EXERCISE REQUIREMENTS: Rewrite the material from the line with "Mark one point per instance of the woman's finger." up to and including the line with "Target: teeth", requests included, shifting every answer point by adding -62 to each of its coordinates.

--- DATASET RECORDS ---

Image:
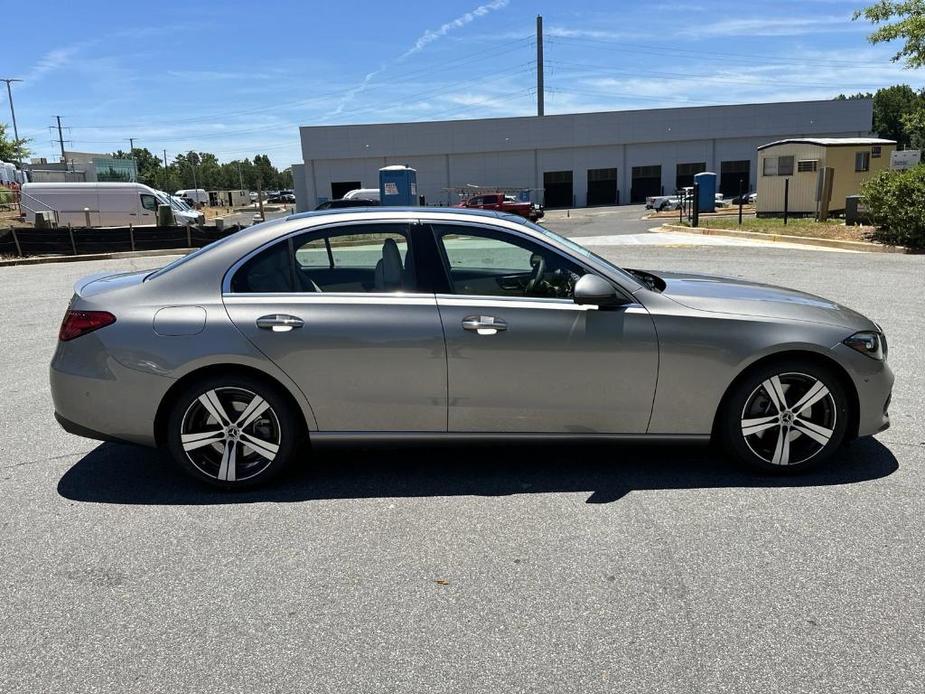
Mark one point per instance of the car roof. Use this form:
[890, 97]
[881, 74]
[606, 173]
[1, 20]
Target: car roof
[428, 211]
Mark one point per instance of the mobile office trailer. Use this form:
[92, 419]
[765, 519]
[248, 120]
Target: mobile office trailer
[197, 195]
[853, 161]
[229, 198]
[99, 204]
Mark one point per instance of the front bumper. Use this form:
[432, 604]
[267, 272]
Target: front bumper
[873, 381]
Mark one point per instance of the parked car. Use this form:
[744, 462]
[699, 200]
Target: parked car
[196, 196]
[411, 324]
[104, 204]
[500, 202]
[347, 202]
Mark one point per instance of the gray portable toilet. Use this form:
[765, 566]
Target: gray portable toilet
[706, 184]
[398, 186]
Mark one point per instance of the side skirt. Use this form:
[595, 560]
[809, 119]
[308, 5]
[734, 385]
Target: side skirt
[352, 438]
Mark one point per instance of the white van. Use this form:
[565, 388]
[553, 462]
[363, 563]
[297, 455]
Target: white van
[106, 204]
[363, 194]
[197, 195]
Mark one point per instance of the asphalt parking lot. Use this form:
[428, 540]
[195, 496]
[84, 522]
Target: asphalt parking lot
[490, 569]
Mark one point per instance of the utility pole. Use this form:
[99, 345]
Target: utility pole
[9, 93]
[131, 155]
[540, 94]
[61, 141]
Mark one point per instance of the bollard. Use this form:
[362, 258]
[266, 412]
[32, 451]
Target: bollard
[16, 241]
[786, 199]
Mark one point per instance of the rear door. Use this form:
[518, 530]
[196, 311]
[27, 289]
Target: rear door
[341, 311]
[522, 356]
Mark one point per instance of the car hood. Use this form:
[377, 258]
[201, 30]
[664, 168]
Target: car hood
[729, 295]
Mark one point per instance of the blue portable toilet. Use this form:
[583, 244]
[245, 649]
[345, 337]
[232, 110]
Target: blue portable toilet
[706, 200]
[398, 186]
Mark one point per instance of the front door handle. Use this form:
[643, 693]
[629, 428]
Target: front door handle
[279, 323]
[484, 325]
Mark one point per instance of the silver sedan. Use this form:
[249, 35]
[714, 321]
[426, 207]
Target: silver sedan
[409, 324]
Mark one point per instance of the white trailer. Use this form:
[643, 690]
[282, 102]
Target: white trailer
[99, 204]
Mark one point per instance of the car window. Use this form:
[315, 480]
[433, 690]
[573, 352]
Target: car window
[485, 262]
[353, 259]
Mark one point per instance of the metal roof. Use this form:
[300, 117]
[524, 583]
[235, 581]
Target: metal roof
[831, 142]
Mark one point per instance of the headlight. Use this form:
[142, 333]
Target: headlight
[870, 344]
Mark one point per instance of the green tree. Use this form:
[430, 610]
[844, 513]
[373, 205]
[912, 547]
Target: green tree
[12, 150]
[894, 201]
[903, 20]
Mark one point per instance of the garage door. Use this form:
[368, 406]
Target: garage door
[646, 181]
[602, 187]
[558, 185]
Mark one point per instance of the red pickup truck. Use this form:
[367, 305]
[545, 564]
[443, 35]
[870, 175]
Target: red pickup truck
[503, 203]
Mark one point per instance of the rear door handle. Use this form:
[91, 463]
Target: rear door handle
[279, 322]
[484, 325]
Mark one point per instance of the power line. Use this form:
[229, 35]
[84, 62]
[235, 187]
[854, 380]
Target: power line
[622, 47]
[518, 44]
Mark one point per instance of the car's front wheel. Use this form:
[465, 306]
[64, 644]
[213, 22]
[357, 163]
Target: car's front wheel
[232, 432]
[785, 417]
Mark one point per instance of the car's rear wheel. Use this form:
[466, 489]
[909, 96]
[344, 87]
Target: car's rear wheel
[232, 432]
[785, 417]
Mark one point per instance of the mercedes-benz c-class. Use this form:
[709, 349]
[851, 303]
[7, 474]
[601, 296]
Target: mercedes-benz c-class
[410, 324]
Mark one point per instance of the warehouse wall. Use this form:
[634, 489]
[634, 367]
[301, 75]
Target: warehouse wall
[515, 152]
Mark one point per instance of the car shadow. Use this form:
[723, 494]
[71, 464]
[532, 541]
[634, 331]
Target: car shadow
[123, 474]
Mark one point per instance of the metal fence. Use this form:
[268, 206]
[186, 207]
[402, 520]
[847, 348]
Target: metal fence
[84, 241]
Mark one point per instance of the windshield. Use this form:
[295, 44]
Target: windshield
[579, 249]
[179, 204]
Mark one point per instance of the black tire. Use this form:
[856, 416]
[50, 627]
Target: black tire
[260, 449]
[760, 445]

---
--- DATASET RECORDS ---

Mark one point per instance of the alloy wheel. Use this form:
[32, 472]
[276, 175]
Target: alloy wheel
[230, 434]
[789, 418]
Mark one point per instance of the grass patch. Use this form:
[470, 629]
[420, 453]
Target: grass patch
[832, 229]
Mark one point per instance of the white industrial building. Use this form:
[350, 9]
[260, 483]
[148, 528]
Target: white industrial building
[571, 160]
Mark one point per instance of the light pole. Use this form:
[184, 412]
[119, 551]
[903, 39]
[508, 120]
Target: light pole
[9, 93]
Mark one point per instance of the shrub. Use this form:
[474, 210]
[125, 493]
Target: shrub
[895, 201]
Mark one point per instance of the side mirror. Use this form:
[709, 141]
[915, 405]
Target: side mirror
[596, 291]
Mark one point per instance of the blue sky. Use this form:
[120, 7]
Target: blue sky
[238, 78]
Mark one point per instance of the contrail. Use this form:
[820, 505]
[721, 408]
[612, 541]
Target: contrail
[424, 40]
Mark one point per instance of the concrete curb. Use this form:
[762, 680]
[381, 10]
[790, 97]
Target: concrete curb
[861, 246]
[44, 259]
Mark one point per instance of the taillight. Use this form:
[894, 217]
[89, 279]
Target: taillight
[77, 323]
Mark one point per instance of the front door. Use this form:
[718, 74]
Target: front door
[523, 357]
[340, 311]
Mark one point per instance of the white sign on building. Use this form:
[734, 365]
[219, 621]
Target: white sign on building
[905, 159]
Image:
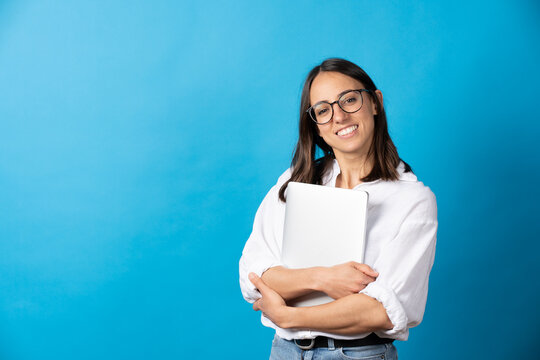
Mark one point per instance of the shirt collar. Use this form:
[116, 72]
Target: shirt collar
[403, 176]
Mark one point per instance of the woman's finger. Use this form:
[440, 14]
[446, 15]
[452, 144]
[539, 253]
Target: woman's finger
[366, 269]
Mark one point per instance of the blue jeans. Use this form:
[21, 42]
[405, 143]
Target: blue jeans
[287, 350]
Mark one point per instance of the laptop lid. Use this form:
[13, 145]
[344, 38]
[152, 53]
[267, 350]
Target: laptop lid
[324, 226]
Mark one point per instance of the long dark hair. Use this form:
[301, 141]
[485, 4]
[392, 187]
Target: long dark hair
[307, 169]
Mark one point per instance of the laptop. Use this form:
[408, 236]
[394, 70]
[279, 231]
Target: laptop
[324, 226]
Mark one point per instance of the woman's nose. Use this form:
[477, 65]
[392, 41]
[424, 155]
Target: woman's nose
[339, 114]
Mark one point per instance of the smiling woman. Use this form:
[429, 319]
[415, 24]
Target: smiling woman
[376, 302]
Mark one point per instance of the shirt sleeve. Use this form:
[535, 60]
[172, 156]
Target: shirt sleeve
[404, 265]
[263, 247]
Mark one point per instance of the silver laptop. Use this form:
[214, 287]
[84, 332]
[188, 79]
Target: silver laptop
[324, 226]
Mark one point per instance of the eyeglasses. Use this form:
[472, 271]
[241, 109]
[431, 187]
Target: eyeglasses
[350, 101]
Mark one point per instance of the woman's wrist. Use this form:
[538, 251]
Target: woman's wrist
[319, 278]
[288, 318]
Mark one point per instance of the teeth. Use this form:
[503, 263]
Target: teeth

---

FINAL RESULT:
Mark one point per instance of the woman's finger. Use this form:
[440, 14]
[446, 15]
[452, 144]
[539, 253]
Target: woman's finger
[304, 207]
Mark one point per instance of the blue jeans. Use this form:
[21, 42]
[405, 143]
Target: blue jeans
[225, 288]
Mark one point per instance of the laptop lid. Use this form:
[13, 145]
[344, 38]
[152, 53]
[267, 350]
Target: laptop lid
[262, 164]
Mark one point per instance of the long dark hair. Use this form:
[301, 141]
[485, 4]
[392, 187]
Target: long dark hair
[245, 107]
Mark one point per instance of the laptop. Use this form:
[408, 236]
[394, 70]
[279, 231]
Target: laptop
[262, 164]
Mark one point per instance of the woman's nose. Use this form:
[477, 65]
[392, 41]
[424, 155]
Target: woman's nose
[277, 52]
Mark one point per instance of the smiling woman. Use this form:
[429, 319]
[415, 24]
Target: smiling woman
[314, 240]
Mark one point per instance of the shirt sleeve. Use this form:
[535, 60]
[172, 156]
Target: shirt sleeve
[342, 203]
[201, 185]
Mark one point per instance of the silver laptop. Use this form:
[214, 287]
[84, 332]
[188, 79]
Target: silver laptop
[262, 164]
Mark one point per instance of the eyeglasses. Use this form:
[472, 271]
[241, 109]
[431, 187]
Target: eyeglasses
[288, 39]
Mark one point per instance of the woman's wrist. Use this form:
[538, 251]
Target: woman's wrist
[257, 216]
[226, 256]
Mark one point per instance of the teeth. Use this form:
[503, 263]
Target: teeth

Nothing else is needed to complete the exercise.